=== Exercise passage ===

Quote from pp. 145-146

So are we witnessing the rise of a sub-psychopathic minority, for whom society doesn't exist? A new breed of individual with little or no conception of social norms, no respect for the feelings of others and scant regard for the consequences of their actions? ... If the results of a recent study by Sara Konrath and her team at the University of Michigan's Institute for Social Research are anything to go by, then the answer to these questions is yes.

In a survey which has so far tested 14,000 volunteers, Konrath has found that college students' self-reported empathy levels (as measured by the Interpersonal Reactivity Index) have actually been in steady decline over the previous three decades - since the inauguration of the scale, in fact, back in 1979. And that a particularly pronounced slump has, it turns out, been observed over the past 10 years.

"College kids today are about 40 per cent lower in empathy than their counterparts of twenty or thirty years ago," Konrath reports.

More worrying still, according to Jean Twenge professor of psychology at San Diego State University, is that, during this same period, students' self-reported narcissism levels have, in contrast, gone in the other direction. They've shot through the roof.

"Many people see the current group of college students, sometimes called 'Generation Me'," Konrath continues, "as one of the most self-centred, narcissistic, competitive, confident and individualistic in recent history."

===

» **Directions**: According to Konrath in the passage on declining empathy, how much lower in empathy are college students today than those of twenty or thirty years ago?

=== Extracted records ===

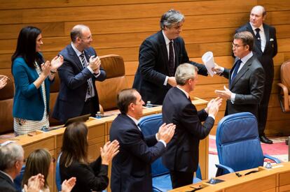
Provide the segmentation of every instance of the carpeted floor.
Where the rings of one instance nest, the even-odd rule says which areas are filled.
[[[285,144],[286,137],[270,139],[273,141],[272,145],[261,143],[263,154],[276,157],[281,161],[288,161],[288,145]],[[209,135],[209,153],[217,155],[215,135]]]

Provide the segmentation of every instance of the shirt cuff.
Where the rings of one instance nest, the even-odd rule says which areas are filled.
[[[164,83],[163,83],[163,85],[165,85],[165,86],[167,85],[168,78],[169,78],[169,77],[166,76],[165,80],[164,81]]]
[[[235,103],[235,94],[232,93],[230,95],[230,102],[233,104]]]
[[[212,114],[209,114],[208,117],[212,117],[212,119],[214,119],[214,120],[216,120],[216,117],[214,117],[214,116]]]
[[[158,140],[158,142],[161,142],[162,143],[163,143],[164,147],[166,147],[166,142],[165,142],[164,140]]]

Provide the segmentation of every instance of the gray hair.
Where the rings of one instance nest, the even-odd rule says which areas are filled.
[[[17,161],[24,156],[23,148],[16,142],[11,142],[0,147],[0,170],[4,171],[13,167]]]
[[[183,64],[179,65],[175,72],[175,80],[179,85],[184,85],[189,79],[195,77],[198,68],[190,64]]]
[[[160,22],[160,28],[161,29],[164,29],[165,27],[171,28],[172,25],[182,21],[184,21],[184,15],[178,10],[170,9],[162,15]]]
[[[77,24],[73,27],[71,31],[71,39],[72,42],[75,42],[76,38],[81,38],[83,36],[83,31],[85,29],[90,29],[90,28],[84,24]]]

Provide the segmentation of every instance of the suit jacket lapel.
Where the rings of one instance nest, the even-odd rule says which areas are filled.
[[[233,82],[230,82],[230,89],[231,89],[234,85],[238,82],[238,80],[244,75],[244,74],[249,70],[249,66],[251,65],[251,60],[253,57],[251,57],[249,60],[244,64],[244,66],[242,67],[242,68],[240,70],[240,71],[237,73],[237,74],[235,75],[235,79]],[[234,67],[233,68],[234,68]],[[233,68],[230,70],[230,76],[233,73]]]
[[[265,50],[264,50],[264,52],[265,52],[267,47],[268,47],[268,45],[269,44],[269,41],[270,41],[269,27],[268,27],[268,26],[266,26],[263,24],[263,28],[264,29],[265,37],[265,40],[266,40],[266,42],[265,42],[266,43],[265,45]]]
[[[169,61],[168,61],[168,52],[167,52],[167,48],[166,47],[166,43],[165,40],[164,39],[163,34],[162,33],[162,31],[160,31],[158,32],[158,41],[160,43],[161,46],[161,55],[164,55],[163,59],[165,63],[165,68],[167,71],[167,74],[169,74]]]
[[[75,61],[76,66],[79,68],[80,71],[83,71],[83,66],[82,63],[81,62],[80,59],[78,58],[78,55],[76,54],[76,52],[74,50],[73,47],[71,45],[69,45],[69,54],[71,56],[71,59],[73,61]]]

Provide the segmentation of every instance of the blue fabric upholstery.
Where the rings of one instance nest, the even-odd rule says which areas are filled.
[[[216,144],[219,163],[235,172],[263,165],[257,121],[250,112],[224,117],[218,124]],[[216,176],[228,172],[218,169]]]
[[[60,178],[60,159],[62,156],[62,153],[57,157],[57,164],[55,166],[55,184],[57,186],[57,191],[62,191],[62,179]]]
[[[162,114],[152,115],[140,119],[138,124],[144,136],[156,134],[163,124]],[[169,170],[162,163],[161,157],[151,165],[153,191],[156,192],[167,191],[172,189]],[[193,178],[193,182],[201,181],[200,168],[196,172],[198,178]]]
[[[25,171],[25,165],[24,165],[21,168],[20,173],[14,179],[13,183],[16,191],[21,192],[22,190],[22,182],[23,179],[24,172]]]

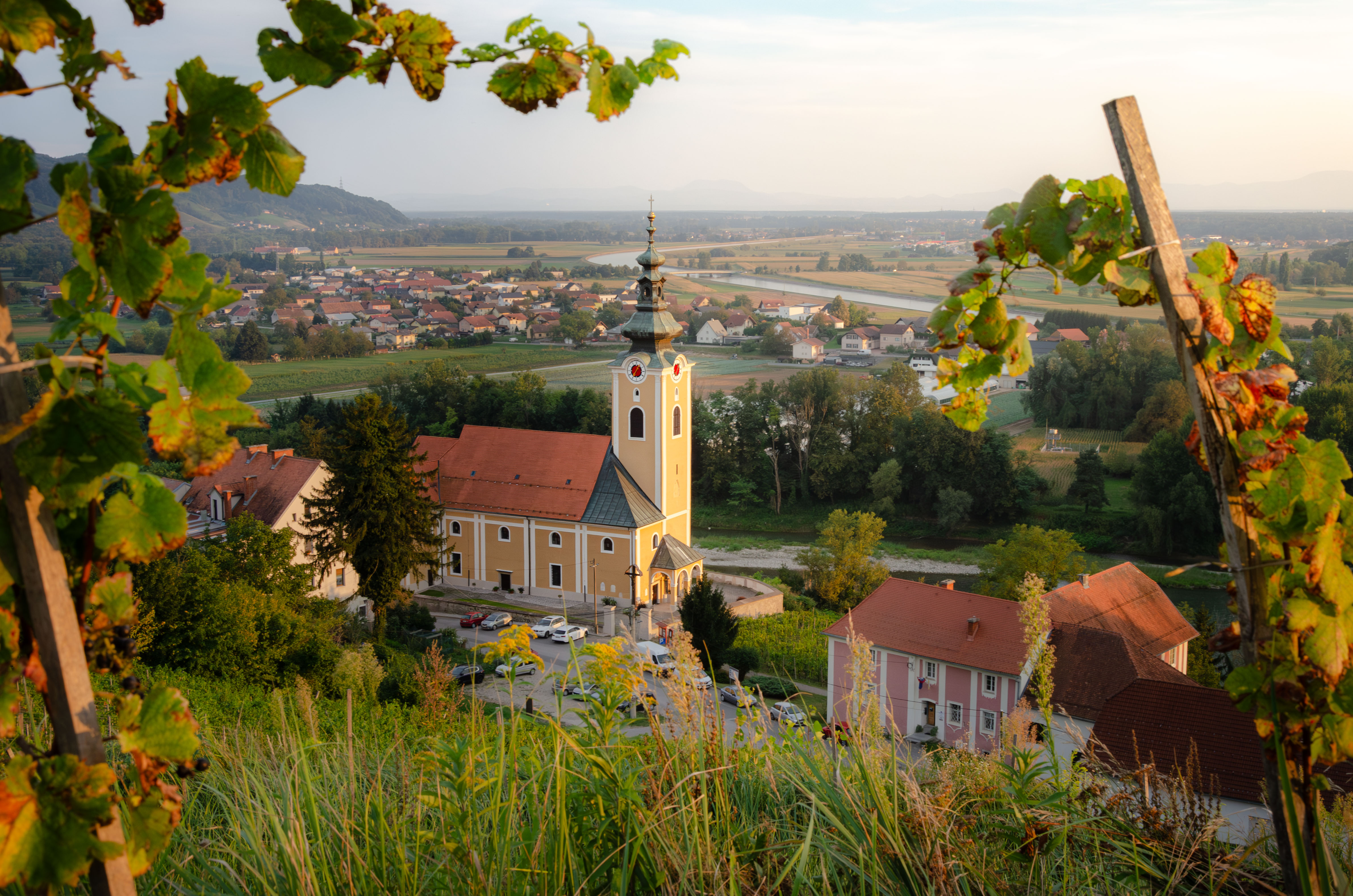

===

» **Solution to the exercise**: About 40 percent lower.